▶ **Task item**
When a record contains an image, skip the image and retype the rest of that record exactly.
[Opening Provided data section]
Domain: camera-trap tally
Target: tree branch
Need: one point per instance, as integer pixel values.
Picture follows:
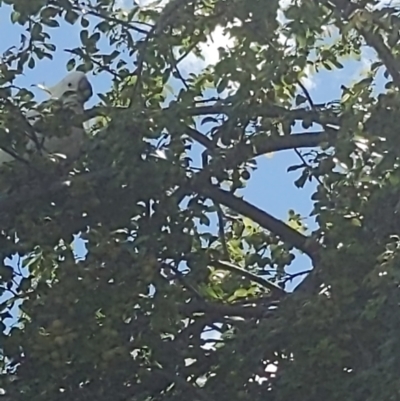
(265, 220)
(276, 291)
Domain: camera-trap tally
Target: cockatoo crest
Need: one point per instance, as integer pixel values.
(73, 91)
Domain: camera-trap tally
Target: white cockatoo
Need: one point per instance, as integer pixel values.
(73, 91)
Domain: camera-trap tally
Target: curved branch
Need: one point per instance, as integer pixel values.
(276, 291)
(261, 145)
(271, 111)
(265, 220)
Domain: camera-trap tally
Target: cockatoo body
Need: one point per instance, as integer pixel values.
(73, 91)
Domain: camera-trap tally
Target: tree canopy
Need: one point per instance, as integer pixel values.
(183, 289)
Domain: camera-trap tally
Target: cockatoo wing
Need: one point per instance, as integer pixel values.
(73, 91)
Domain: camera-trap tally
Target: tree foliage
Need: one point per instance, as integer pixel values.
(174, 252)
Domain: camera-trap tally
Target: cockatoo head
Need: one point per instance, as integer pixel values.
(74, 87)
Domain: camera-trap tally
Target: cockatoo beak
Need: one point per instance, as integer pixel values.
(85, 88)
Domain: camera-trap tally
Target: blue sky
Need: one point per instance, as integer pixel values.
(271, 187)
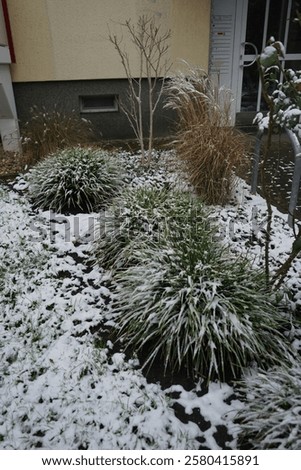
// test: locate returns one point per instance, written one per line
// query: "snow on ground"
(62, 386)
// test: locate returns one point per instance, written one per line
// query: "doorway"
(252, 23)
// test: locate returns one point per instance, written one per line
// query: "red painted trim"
[Closing Provided data section]
▶ **Solution for this exercise**
Domain: camera-trap tally
Target: tree branch
Need: one point per instance, as integer pixel values.
Picture follows:
(265, 220)
(276, 291)
Domain: camera-trap tally
Target: cockatoo crest
Need: one point per instance, as integer pixel values.
(73, 91)
Domain: camera-trap tally
Target: white cockatoo
Need: one point per instance, as integer pixel values.
(73, 91)
Domain: camera-trap tally
Target: curved branch
Need: one point per instance, as integer pixel values.
(276, 291)
(261, 145)
(271, 111)
(265, 220)
Domain: camera-trap tally
Target: cockatoo body
Need: one point per instance, as integer pixel values.
(73, 91)
Domain: camera-trap tally
Target: tree canopy
Need: one point per instance, as integer pixel values.
(183, 289)
Domain: camera-trap tally
Target: cockatoo wing
Need: one point per instance, as integer pixel values.
(73, 91)
Domain: camera-trap tally
Target: tree foliage
Need: one point per instance, as integer pixel values.
(174, 252)
Domain: camera-trap tally
Target: cockatoo head
Need: one point per instance, as integer pixel values.
(74, 87)
Domain: camera-trap tally
Target: cockatoo beak
Need: one point per instance, as integer pixel values.
(85, 88)
Domain: camera-trap tally
Target: blue sky
Need: one point per instance, as integer pixel values.
(271, 187)
// test: locate returns one point per instance, written one per line
// query: "snow on ground"
(62, 386)
// test: locate returns one point per instance, written one per line
// query: "doorway"
(252, 23)
// test: locate returns one point per instance, written one per line
// query: "red painted trim"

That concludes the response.